┏━━

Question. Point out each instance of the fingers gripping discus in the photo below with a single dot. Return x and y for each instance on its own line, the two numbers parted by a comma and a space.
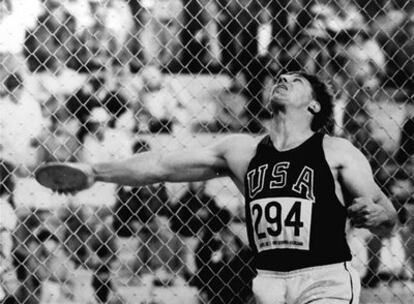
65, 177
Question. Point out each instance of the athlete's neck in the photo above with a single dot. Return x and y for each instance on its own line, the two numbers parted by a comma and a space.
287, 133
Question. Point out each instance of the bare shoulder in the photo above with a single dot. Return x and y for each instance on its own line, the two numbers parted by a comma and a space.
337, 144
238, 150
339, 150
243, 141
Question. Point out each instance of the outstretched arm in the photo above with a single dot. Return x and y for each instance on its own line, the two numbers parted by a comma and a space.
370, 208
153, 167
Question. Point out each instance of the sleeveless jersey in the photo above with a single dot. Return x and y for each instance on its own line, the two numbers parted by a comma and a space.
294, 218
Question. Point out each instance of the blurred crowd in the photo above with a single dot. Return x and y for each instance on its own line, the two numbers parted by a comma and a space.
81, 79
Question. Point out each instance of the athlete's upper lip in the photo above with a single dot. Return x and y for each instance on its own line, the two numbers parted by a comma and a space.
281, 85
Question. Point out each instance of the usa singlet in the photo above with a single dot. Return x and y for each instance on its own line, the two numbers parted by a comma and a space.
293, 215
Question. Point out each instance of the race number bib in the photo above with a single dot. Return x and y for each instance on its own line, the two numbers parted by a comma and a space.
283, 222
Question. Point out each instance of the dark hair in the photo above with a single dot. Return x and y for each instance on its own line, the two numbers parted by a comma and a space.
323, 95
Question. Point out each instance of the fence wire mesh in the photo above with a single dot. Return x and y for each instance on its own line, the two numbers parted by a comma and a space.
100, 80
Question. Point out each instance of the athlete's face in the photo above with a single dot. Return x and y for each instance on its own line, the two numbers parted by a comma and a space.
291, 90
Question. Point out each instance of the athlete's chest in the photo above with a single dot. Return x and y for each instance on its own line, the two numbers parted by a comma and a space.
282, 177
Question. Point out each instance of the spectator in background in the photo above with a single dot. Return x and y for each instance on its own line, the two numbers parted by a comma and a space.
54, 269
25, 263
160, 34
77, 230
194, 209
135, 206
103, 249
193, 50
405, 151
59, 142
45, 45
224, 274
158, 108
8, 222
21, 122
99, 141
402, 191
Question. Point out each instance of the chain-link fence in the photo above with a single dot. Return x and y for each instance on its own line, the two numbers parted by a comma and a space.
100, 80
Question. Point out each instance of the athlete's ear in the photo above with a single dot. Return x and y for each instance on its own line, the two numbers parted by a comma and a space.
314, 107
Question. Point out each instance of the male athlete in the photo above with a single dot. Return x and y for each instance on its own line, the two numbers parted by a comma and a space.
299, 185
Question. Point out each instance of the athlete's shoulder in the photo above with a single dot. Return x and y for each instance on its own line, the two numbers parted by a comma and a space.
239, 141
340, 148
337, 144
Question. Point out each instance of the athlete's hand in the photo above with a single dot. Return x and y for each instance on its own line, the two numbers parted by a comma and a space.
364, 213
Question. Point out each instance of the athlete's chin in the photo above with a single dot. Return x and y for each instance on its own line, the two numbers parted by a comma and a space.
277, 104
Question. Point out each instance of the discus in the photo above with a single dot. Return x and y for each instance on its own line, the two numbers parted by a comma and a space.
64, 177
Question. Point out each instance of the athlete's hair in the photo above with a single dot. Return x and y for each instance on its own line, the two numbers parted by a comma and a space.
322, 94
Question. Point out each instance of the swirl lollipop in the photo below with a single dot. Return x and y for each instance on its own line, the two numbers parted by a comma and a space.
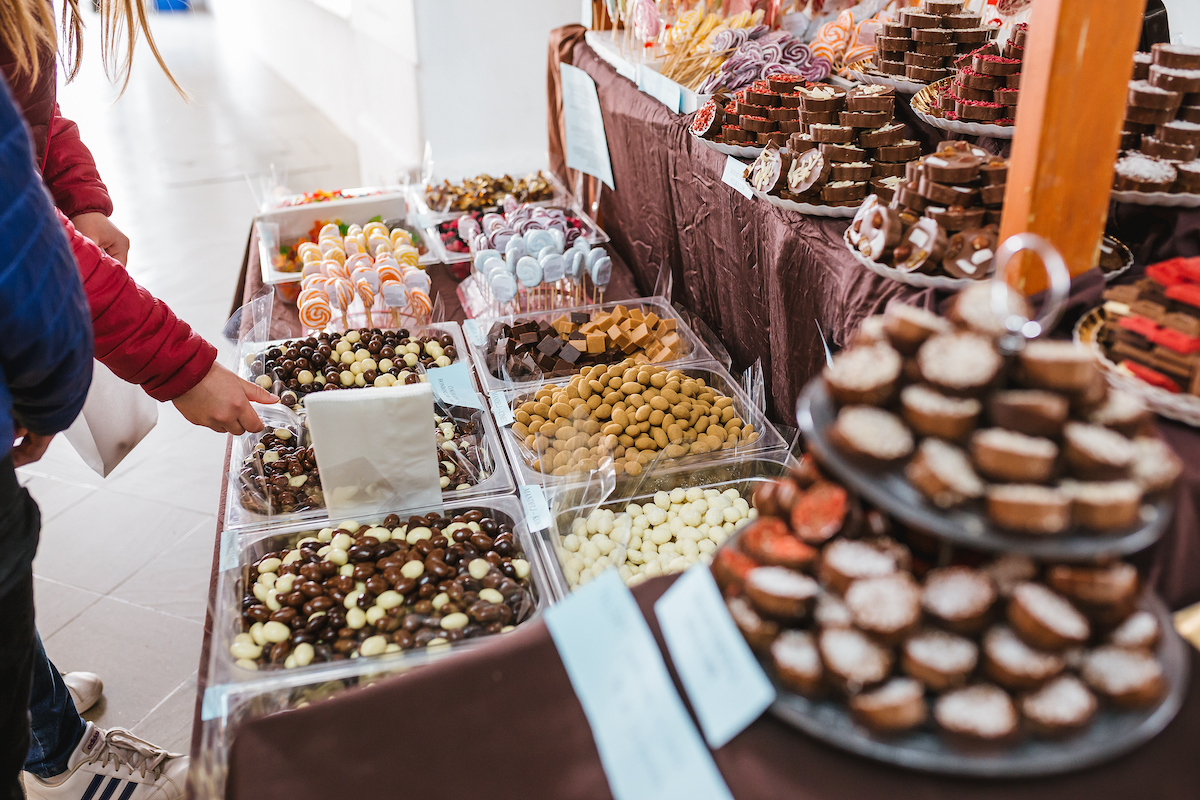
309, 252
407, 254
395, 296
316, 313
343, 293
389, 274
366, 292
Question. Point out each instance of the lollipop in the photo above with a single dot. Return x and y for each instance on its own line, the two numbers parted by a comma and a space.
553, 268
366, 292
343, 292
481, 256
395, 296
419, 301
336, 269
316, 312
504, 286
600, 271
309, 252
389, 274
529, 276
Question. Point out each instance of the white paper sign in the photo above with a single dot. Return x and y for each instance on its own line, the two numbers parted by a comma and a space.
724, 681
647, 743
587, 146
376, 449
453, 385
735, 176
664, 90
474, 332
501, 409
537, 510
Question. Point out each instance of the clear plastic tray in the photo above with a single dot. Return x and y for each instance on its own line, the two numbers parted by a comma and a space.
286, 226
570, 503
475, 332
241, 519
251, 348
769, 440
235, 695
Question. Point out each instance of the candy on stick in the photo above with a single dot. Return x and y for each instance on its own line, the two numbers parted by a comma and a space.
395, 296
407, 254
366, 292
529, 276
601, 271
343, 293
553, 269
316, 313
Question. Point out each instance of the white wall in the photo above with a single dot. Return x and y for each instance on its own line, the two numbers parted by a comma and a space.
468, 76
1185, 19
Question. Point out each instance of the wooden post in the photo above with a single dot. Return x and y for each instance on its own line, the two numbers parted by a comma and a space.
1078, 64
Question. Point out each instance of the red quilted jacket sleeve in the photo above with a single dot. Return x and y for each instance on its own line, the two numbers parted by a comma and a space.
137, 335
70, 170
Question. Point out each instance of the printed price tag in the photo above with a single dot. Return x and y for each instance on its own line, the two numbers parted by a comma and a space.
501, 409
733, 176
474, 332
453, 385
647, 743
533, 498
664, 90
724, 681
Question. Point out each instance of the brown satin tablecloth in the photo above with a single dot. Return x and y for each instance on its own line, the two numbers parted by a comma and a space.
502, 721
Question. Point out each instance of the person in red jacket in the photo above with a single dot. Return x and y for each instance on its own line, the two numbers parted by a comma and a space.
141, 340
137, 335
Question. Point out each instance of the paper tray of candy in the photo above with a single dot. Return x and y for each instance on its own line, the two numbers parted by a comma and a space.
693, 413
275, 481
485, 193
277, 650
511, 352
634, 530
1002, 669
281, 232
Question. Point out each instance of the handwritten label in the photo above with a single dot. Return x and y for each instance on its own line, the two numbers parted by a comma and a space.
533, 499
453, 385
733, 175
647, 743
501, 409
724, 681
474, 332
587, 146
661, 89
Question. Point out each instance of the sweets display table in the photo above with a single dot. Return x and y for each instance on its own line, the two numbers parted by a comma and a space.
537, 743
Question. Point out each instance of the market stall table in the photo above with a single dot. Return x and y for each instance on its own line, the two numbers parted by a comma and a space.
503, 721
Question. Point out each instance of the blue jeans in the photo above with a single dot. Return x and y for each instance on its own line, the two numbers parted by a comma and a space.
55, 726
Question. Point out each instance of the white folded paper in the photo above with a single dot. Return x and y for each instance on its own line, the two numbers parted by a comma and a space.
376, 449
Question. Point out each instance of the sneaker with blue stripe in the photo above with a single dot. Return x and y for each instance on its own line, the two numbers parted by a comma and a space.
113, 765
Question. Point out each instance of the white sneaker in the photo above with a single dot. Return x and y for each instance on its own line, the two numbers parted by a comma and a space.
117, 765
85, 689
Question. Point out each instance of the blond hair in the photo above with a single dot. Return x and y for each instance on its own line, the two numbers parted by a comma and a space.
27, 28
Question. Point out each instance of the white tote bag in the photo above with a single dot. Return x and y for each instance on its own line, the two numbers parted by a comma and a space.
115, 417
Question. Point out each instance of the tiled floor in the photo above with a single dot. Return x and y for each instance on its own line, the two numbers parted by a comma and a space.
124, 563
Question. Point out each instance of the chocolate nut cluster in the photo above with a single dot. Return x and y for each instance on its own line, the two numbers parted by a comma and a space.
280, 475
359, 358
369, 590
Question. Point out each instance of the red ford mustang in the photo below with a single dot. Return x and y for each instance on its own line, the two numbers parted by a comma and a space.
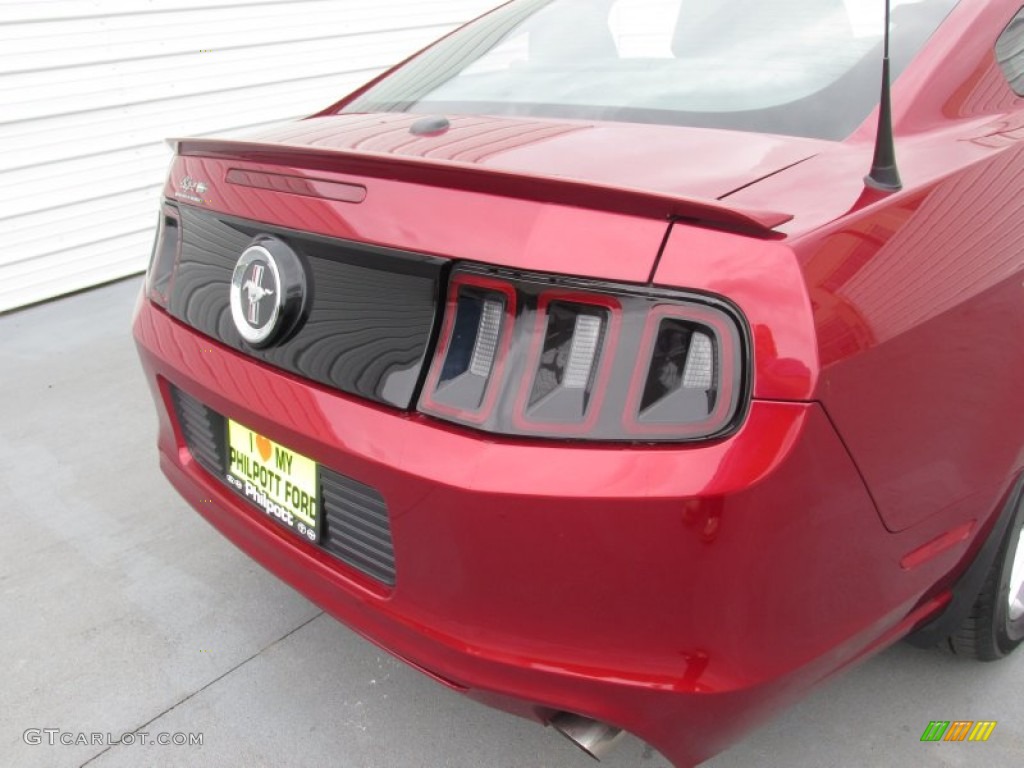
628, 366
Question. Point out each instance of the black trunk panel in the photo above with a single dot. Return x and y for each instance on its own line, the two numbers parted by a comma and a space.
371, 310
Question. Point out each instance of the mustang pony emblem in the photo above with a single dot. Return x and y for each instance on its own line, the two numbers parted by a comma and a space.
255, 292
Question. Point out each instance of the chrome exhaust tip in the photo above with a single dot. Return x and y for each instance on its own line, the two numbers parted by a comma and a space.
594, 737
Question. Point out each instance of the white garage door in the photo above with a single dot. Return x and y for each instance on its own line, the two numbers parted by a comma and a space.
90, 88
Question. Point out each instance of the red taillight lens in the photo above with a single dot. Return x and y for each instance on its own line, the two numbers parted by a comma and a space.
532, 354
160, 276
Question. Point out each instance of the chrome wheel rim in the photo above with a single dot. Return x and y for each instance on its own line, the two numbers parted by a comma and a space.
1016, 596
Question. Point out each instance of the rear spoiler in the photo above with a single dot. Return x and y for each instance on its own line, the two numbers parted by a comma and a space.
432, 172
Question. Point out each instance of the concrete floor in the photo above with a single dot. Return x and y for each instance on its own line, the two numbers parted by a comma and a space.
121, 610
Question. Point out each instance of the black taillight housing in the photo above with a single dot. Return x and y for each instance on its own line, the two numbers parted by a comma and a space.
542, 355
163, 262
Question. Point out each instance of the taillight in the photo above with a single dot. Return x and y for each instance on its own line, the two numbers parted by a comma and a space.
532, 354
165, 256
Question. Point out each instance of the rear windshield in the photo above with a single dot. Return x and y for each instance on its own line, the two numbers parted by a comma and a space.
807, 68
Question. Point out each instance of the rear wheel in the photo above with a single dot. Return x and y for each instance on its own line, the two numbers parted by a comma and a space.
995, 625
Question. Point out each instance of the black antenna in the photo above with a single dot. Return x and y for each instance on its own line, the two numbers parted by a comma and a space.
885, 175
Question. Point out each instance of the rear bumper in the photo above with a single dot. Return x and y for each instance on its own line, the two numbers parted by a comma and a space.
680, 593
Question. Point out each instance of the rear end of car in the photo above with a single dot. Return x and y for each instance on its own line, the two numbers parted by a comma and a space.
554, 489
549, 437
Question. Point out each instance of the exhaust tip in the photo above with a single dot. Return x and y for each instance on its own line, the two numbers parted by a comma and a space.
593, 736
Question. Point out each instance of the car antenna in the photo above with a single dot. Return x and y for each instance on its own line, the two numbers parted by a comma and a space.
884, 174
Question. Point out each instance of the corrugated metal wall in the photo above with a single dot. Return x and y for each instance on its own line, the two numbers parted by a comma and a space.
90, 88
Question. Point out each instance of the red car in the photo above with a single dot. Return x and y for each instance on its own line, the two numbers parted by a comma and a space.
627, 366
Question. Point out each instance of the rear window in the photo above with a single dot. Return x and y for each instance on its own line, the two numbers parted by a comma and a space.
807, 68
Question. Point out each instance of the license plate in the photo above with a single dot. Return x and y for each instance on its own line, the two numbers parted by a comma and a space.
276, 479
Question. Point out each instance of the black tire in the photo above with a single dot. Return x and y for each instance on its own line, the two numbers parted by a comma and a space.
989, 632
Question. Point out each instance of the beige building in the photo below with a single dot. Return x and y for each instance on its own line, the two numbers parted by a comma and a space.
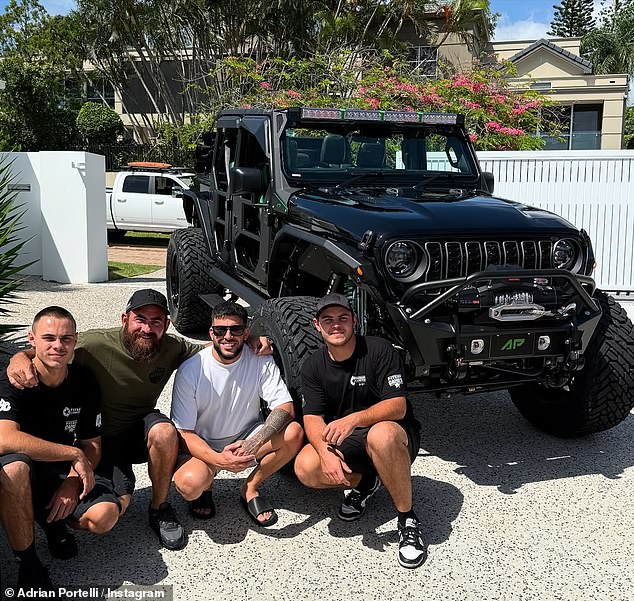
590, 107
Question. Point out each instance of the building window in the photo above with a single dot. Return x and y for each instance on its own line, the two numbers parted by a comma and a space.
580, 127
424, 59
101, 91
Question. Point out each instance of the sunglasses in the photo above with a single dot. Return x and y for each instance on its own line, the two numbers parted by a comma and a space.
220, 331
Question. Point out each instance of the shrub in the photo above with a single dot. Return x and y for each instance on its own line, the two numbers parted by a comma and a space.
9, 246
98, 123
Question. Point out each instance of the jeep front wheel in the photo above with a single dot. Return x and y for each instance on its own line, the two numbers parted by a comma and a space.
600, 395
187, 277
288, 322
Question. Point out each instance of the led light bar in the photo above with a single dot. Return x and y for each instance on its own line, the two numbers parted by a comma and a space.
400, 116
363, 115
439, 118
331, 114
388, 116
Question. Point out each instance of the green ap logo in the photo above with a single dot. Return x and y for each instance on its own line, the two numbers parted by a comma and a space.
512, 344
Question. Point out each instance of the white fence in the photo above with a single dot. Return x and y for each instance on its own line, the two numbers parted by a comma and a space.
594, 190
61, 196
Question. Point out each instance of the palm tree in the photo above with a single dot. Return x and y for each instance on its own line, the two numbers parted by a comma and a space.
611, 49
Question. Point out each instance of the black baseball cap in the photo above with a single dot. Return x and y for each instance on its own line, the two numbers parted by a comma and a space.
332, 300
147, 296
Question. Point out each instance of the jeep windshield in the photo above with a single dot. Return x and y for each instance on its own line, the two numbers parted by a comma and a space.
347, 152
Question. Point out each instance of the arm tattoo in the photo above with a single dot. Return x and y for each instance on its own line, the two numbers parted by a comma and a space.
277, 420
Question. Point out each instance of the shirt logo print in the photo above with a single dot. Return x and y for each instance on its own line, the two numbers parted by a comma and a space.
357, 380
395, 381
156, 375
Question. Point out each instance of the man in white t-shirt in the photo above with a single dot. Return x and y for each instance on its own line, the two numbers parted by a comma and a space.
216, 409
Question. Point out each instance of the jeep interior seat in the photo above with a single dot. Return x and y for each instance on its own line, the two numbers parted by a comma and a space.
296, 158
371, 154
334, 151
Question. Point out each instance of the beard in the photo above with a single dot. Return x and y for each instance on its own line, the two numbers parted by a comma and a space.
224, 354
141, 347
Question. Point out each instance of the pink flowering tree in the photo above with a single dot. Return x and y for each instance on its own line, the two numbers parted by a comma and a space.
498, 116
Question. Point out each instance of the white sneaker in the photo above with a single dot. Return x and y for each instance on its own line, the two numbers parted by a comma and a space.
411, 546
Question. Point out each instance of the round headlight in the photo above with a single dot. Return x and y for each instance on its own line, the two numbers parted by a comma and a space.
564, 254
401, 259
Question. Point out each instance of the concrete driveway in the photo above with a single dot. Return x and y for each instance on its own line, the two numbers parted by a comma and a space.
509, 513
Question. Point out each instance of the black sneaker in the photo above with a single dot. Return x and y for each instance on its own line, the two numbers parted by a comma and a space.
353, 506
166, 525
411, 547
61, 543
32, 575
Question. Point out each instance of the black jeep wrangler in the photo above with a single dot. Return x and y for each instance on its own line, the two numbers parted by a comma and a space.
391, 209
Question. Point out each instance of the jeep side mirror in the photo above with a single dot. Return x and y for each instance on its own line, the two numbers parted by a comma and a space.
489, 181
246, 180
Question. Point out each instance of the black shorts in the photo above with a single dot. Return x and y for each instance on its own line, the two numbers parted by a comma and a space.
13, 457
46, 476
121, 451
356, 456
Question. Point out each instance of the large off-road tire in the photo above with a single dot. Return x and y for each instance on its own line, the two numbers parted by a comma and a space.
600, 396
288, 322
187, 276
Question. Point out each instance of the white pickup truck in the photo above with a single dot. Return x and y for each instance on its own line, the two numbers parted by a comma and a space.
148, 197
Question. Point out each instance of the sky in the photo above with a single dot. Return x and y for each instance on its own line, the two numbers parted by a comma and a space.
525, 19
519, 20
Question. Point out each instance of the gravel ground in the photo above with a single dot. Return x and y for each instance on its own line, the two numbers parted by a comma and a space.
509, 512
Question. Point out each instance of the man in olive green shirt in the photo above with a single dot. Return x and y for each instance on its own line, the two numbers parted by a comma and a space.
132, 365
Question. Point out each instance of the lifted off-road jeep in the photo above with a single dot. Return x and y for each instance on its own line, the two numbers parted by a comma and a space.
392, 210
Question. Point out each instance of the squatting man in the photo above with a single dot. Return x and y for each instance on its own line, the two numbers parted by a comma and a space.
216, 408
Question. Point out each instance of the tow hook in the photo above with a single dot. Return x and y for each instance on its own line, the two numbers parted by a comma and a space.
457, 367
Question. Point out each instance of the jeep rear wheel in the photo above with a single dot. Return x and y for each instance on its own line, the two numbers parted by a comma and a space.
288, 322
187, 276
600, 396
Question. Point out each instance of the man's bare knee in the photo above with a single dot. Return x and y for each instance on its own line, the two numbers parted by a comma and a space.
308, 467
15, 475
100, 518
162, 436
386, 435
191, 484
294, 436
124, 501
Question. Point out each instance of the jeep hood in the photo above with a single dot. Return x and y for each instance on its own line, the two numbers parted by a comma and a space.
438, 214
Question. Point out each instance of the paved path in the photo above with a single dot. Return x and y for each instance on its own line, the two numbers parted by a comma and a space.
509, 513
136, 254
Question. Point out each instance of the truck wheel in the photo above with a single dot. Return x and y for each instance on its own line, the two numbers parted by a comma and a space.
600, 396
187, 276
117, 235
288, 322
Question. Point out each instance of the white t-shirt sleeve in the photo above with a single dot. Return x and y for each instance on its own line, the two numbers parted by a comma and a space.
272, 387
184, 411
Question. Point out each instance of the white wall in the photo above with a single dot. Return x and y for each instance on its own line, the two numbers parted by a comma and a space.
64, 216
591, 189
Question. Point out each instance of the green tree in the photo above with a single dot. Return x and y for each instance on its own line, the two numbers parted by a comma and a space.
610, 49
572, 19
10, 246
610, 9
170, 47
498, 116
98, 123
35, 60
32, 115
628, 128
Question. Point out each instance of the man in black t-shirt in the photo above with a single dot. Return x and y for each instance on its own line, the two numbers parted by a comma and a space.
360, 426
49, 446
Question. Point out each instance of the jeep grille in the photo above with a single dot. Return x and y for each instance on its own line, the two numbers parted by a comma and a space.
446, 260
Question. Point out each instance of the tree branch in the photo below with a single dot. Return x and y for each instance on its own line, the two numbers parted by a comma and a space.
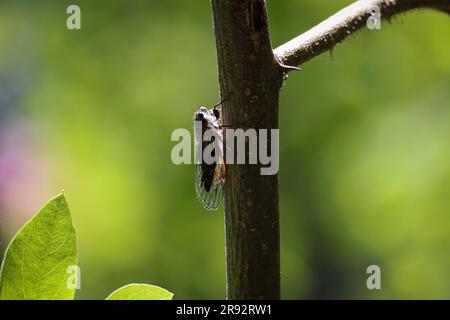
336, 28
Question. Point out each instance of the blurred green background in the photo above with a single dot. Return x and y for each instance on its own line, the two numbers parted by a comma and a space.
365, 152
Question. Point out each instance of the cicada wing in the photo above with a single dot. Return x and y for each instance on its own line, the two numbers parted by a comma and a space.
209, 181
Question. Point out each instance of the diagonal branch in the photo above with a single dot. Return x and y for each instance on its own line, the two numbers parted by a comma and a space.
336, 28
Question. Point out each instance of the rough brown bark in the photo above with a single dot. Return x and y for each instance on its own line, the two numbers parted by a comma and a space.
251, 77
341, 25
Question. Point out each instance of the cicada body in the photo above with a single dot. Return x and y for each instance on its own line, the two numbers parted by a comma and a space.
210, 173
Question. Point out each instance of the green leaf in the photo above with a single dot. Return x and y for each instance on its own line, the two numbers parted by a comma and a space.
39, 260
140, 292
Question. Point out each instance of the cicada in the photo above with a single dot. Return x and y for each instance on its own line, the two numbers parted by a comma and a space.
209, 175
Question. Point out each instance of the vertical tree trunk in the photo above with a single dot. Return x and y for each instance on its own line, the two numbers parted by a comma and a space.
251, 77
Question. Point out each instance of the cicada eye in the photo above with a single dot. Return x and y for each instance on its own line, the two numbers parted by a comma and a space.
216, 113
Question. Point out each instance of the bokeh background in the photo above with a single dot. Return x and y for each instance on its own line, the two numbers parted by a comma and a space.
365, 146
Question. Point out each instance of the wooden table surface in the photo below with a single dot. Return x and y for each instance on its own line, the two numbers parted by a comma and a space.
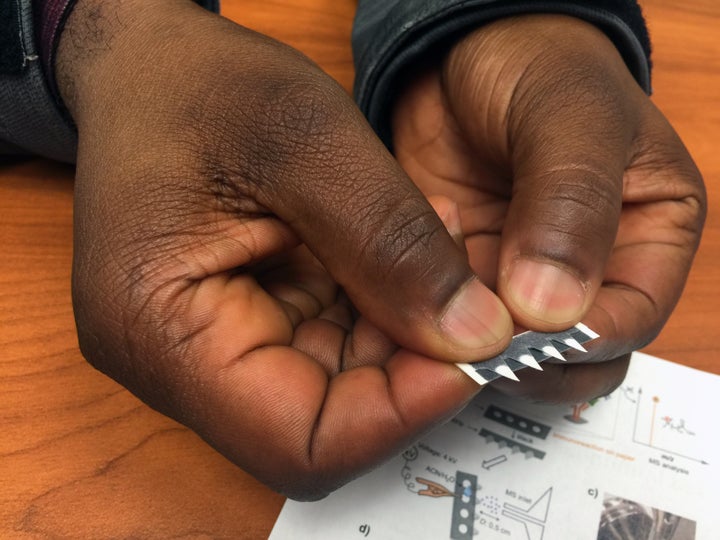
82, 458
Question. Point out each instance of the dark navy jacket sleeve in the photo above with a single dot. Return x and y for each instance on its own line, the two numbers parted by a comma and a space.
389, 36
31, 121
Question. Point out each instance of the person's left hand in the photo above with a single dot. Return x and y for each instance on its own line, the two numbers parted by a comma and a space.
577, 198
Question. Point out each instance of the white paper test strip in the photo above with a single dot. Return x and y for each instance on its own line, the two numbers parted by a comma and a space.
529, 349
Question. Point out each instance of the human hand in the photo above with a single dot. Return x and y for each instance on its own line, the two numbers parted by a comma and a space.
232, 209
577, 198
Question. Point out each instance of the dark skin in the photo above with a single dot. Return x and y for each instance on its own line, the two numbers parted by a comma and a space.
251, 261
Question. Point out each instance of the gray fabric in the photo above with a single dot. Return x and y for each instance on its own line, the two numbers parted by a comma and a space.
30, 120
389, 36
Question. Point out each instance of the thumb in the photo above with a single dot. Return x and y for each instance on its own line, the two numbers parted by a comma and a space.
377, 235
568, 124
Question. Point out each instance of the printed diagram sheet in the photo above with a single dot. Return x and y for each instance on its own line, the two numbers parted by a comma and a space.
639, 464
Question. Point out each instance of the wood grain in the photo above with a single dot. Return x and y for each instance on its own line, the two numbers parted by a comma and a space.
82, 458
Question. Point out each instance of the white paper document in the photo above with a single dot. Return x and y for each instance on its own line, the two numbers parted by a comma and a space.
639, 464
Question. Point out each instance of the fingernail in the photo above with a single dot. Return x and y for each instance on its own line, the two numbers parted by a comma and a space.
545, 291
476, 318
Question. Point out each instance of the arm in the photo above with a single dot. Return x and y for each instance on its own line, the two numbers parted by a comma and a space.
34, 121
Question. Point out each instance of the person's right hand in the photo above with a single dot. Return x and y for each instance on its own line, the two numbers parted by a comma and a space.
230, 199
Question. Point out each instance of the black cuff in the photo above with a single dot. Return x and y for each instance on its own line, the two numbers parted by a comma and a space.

┗━━

Output the lines of the listing above verbatim, starting with the line that contains "Question. Point out each instance of the fingernail" and continuing through the last line of the listing, both ends included.

Question. Point out each instance of the fingernail in the photo above with a single dot. Return x and y for each instance on its own line, the two numbers parted by a comma and a space.
545, 291
476, 318
Question. Point out each instance of the arm in the photo above with a single dot. Return x and y for each instance on its own line, the two numbers parted by a comma and a space.
34, 121
Question. Point out each instance of the person's right hand in the photo above with a single dot. Return x and y for each instance on its own line, the two numbers parted by a comma and a space.
230, 199
Question. Point out each instance of the black cuff in the photo above with a single dot. Return x and y for each instance on its own line, the two numbers parted by a comma and a space.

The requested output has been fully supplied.